**PROBLEMS TO SOLVE:**
(1) Duplicate the forum excerpt on introduced species word for word, everything from "In New Zealand" down to "all very complicated!".
(2) For each statement, say whether the forum excerpt on introduced species agrees, answering yes or no and quoting the deciding words. (a) Marbled crays first appeared in the European aquarium trade. (b) Species that reach North America on their own are considered invasive. (c) New Zealand's 'Self Introduced' category is mostly for birds.
(3) Condense the paragraph of the forum excerpt on introduced species that begins "The distinction may be defined" into a list that keeps its main facts.

**PAGE EXCERPT:**
....
There are other cases.

2 Likes

Some ungulates that are rare in their native ranges have been bred and released here in Texas. These exotics, in many cases, are now running wild. So if they went extinct in their native range, the individuals here in TX could be used to restore them back to their native range (if suitable habitat remained).

Most animals do not speciate rapidly, but come visit Texas in a few million years and these alien ungulates would be different species than those in their native range.

2 Likes

Marbled crays first showed up in the European aquarium trade, but likely did not arise there. My personal pet theory for the origin of them is that they honestly might have just come out of some random ditch in Florida, possibly found by people collecting wild crayfish for sale as feeders

2 Likes

That’s interesting. A fine distinction though - Zebra Mussels, Noctua pronuba and the Emerald Bark Beetle I would consider to be invasive to NA. Others that migrate here on their own I would not consider as invasive. This thread - https://forum.inaturalist.org/t/great-tailed-grackle-in-north-america-introduced-or-not/30425/2 - would illustrate that difference.
The distinction may be defined by how much of a pest (which is another category!) the organism is. If, like the Emerald Bark Beetle - the species causes the reduction of native species (American Elm) I would call it invasive. Agricultural pest species, like Flea Beetles introduced to to NA, I would class as something else. I don’t know what. I don’t think that they bother the local Cruferiadae much but can devastate a Canola crop.
In New Zealand they have a category of ‘Self Introduced’ mostly for birds that have migrated in some way across the sea from Australia. It’s all very complicated!
....
**INFORMATION SUPPLIED:**
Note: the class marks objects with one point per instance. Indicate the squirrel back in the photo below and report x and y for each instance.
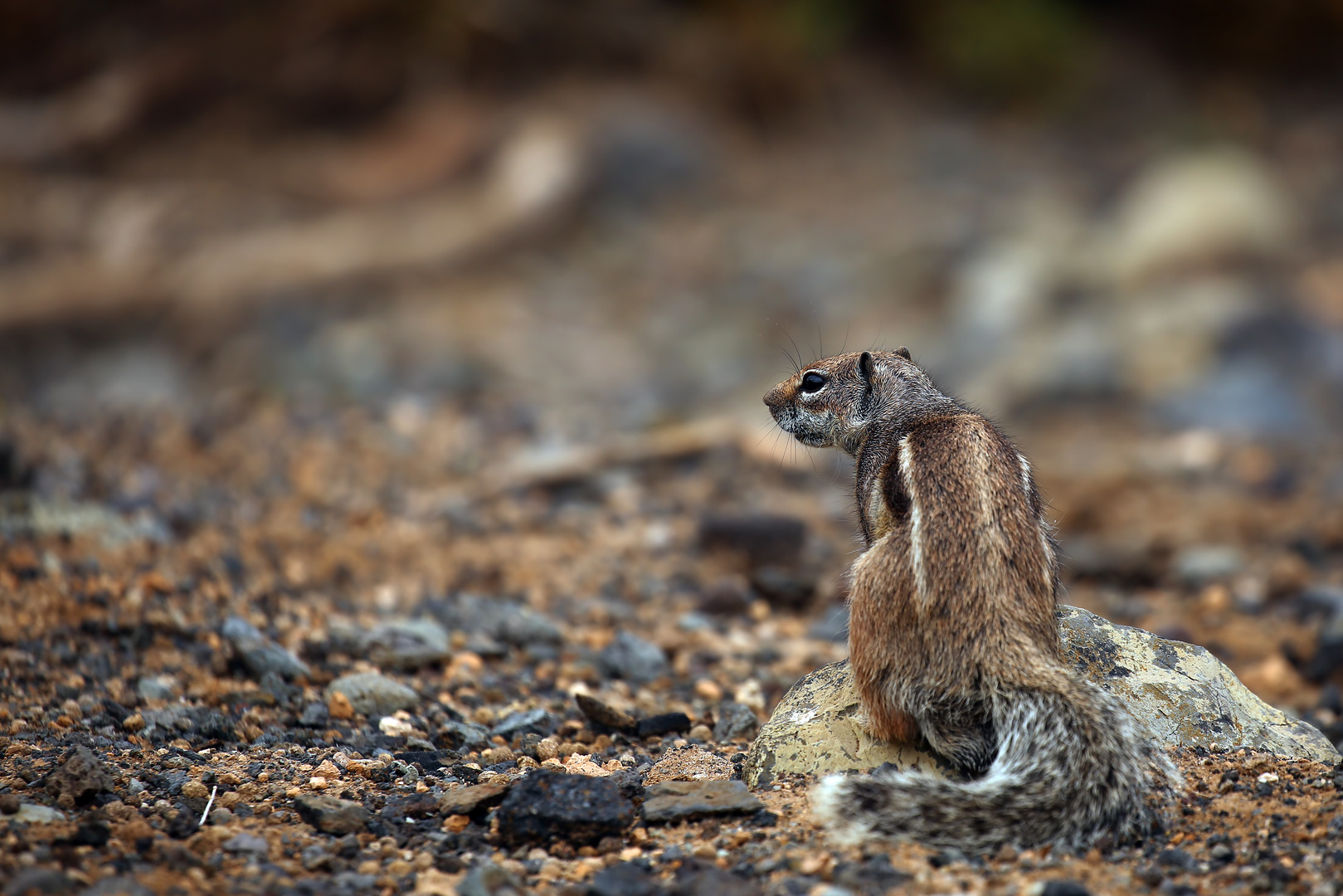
(952, 629)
....
**RESPONSES:**
(1)
In New Zealand they have a category of ‘Self Introduced’ mostly for birds that have migrated in some way across the sea from Australia. It’s all very complicated!

(2)
(a) Yes: "Marbled crays first showed up in the European aquarium trade"
(b) No: "Others that migrate here on their own I would not consider as invasive."
(c) Yes: "mostly for birds that have migrated in some way across the sea from Australia"

(3)
- The distinction may depend on how much of a pest the organism is, and pest is another category.
- A species that reduces native species, as the Emerald Bark Beetle does to American Elm, would be called invasive.
- Agricultural pests, such as Flea Beetles introduced to NA, would be classed as something else, though the writer doesn't know what.
- Flea Beetles are thought not to bother the local Cruferiadae much but can devastate a Canola crop.